### Extrahierter Text
▽

Massakrieren bis zum bitteren Ende

Viel wurde und wird über die Schreckenszeit des Nationalsozialismus publiziert. Nicht wirklich übersehen, aber kaum systematisch untersucht und dargestellt wurde bislang ein besonders schreckliches Kapitel der Nazizeit: die Todesmärsche von KZ-Häftlingen gegen Ende des Zweiten Weltkrieges.

Diese Lücke schließt die Anfang 2011 im rowohlt-Verlag erschienene Studie des israelischen Wissenschaftlers Prof. Dr. Daniel Blatman. Auf knapp 850 Seiten entfaltet der Autor das Grauen der damaligen Zeit anhand einer schier unüberschaubaren Zahl historischer Quellen. Ergebnis der zehn Jahre dauernden Forschungstätigkeit ist eine systematische Darstellung und Dokumentation der Todesmärsche 1944/45, ergänzt um bedrückende Fallstudien einzelner Massaker an den ausgemergelten Häftlingen.

Unsichtbare Todeskolonnen?

Besonders wertvoll erscheint mir die Analyse der Mitwirkung der angeblich so unwissenden und unschuldigen „Zivilbevölkerung“ an vielen der Gräueltaten. Beispielsweise im Kapitel „Das Massaker von Celle“: Es war am 8. April 1945, als sich Dutzende bewaffneter Männer, aber auch viele Hitlerjungen aufmachten, um auf, wie Blatman schreibt, „Menschenjagd zu gehen“ und mehrere hundert, meist osteuropäische Häftlinge erschossen oder erschlugen. Einen breiten Raum nimmt auch das Massaker in Gardelegen (einem kleinen Städtchen in Sachsen-Anhalt) vom 13. April 1945 ein, über tausend Gefangene wurden dort ermordet. Teilweise erschossen, von Einheimischen, von ZivilistInnen, die noch zynisch scherzten: „Wir gehen auf Jagd, um Zebras abzuschießen.“ Zebras deshalb, weil die Gefangenen vielfach gestreifte Kleidung trugen. Gerade an dem Massaker in Gardelegen wird besonders deutlich, wie sehr die Zivilbevölkerung in die Ermordung eingebunden war, sei es durch Denunziation von geflüchteten Häftlingen oder durch „tatkräftige“ und eigenhändige Ermordung der völlig entkräfteten Menschen.

△

### Arbeitsanweisung A
Wie lange dauerte laut dem Text über die Todesmärsche die Forschungstätigkeit, aus der die Studie hervorging?
### Arbeitsanweisung B
Gib die Datensätze erneut wieder und setze dabei überall „pale fur patch“ an die Stelle von „white fur marking“, ohne sonst etwas zu verändern.

### Einträge aus einer Beschriftungssammlung
▽

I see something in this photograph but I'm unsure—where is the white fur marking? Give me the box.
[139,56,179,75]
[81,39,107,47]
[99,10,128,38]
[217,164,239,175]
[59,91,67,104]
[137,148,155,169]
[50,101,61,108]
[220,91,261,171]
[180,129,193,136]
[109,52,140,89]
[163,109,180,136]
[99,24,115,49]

△

### Fertige Antwort A
Zehn Jahre.

### Fertige Antwort B
I see something in this photograph but I'm unsure—where is the pale fur patch? Give me the box.
[139,56,179,75]
[81,39,107,47]
[99,10,128,38]
[217,164,239,175]
[59,91,67,104]
[137,148,155,169]
[50,101,61,108]
[220,91,261,171]
[180,129,193,136]
[109,52,140,89]
[163,109,180,136]
[99,24,115,49]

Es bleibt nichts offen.